%%

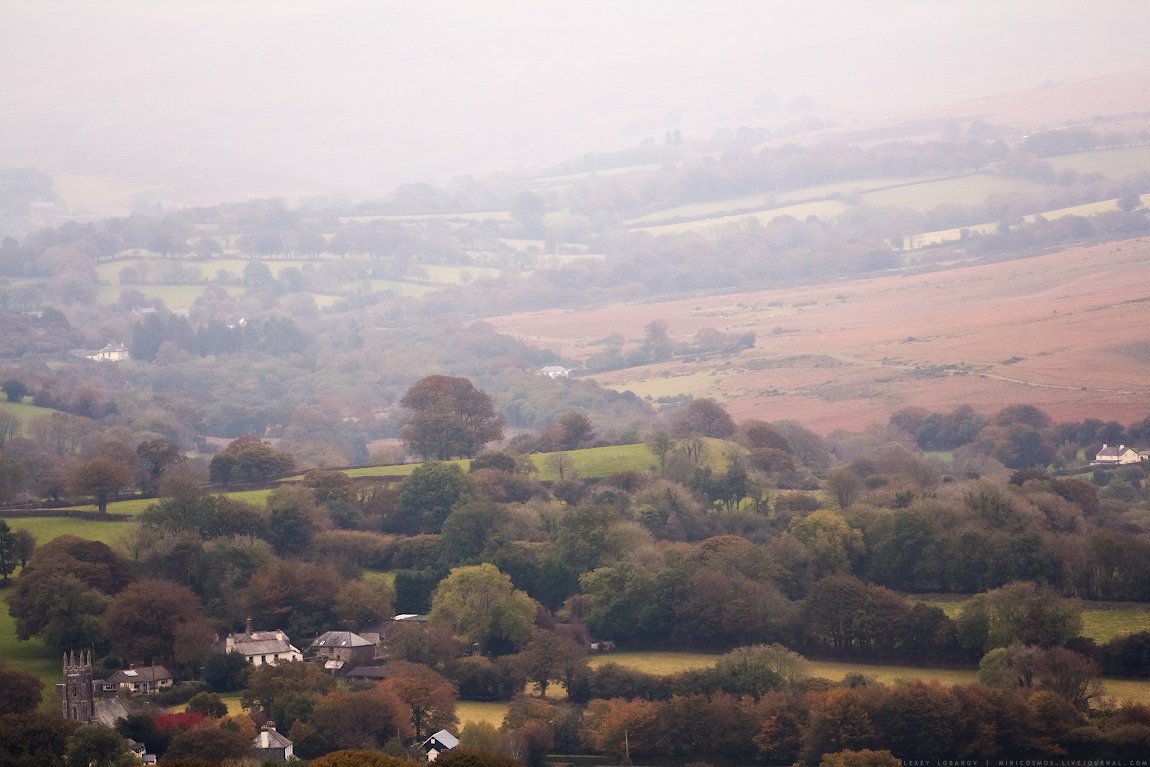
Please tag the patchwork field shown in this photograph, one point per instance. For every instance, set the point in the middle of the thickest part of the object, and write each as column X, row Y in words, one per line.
column 1063, row 331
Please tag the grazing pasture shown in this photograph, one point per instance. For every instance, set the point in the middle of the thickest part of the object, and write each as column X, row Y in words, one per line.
column 24, row 411
column 958, row 190
column 173, row 296
column 1116, row 163
column 46, row 528
column 817, row 208
column 1058, row 330
column 30, row 657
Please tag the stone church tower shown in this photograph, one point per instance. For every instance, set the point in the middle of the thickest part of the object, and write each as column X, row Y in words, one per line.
column 77, row 692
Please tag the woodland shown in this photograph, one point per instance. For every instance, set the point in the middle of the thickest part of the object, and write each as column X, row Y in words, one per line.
column 317, row 351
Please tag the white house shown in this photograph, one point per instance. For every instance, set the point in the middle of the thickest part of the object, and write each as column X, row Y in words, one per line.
column 259, row 647
column 438, row 743
column 1121, row 455
column 273, row 746
column 146, row 679
column 110, row 353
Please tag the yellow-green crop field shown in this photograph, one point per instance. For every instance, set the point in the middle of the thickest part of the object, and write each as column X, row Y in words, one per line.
column 491, row 712
column 597, row 461
column 46, row 528
column 1101, row 621
column 1116, row 163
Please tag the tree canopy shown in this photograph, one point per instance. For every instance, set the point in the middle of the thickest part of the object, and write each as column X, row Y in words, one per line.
column 450, row 417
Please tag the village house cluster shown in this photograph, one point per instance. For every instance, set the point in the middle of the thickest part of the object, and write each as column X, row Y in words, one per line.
column 355, row 657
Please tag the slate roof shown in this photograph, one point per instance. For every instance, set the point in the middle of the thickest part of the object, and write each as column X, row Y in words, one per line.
column 339, row 639
column 444, row 738
column 269, row 738
column 263, row 646
column 368, row 673
column 143, row 674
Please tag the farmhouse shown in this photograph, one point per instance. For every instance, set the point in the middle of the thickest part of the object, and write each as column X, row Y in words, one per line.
column 270, row 745
column 340, row 647
column 110, row 353
column 259, row 647
column 147, row 679
column 438, row 743
column 1120, row 455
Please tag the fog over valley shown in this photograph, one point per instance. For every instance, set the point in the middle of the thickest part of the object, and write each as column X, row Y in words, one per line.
column 208, row 101
column 510, row 384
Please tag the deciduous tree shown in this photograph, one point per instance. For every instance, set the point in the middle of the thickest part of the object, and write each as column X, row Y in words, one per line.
column 482, row 606
column 428, row 698
column 250, row 460
column 449, row 417
column 102, row 477
column 549, row 657
column 152, row 618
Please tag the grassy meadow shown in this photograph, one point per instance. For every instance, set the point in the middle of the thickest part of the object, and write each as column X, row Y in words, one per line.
column 1116, row 163
column 800, row 211
column 24, row 411
column 30, row 657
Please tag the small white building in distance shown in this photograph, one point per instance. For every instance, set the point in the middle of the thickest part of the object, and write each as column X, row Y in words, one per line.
column 1121, row 455
column 259, row 647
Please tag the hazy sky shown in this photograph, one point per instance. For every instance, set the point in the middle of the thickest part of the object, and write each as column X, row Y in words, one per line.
column 225, row 98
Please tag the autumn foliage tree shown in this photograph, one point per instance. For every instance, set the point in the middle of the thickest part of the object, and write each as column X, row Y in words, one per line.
column 449, row 417
column 101, row 477
column 155, row 619
column 250, row 459
column 427, row 697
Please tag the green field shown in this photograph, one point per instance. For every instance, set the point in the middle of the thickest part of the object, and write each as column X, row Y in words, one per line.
column 481, row 711
column 1116, row 163
column 961, row 190
column 46, row 528
column 24, row 411
column 1101, row 621
column 674, row 662
column 30, row 657
column 585, row 462
column 661, row 664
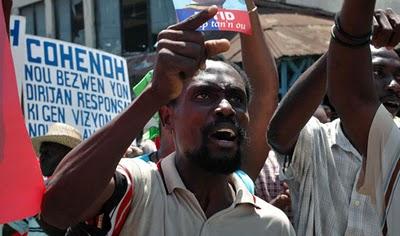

%%

Beginning with the line that contains "Please tag the green", print exactly every line through the end of the records, both included. Omit the pictures.

Please tag the green field shown in this photograph, one point per instance. For every instance, set the point in the middle of the thickest part of the object, and write each as column X, row Y in words, one per line.
column 481, row 711
column 1116, row 163
column 961, row 190
column 46, row 528
column 24, row 411
column 1101, row 621
column 674, row 662
column 30, row 657
column 585, row 462
column 661, row 664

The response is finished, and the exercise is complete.